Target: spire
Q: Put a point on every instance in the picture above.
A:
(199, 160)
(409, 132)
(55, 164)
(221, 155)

_____

§ The problem
Whatever the number of entries above, each one is to be copied exactly.

§ Response area
Target: spire
Q: Put a point on every instance in the picture above.
A:
(199, 160)
(409, 132)
(55, 164)
(221, 155)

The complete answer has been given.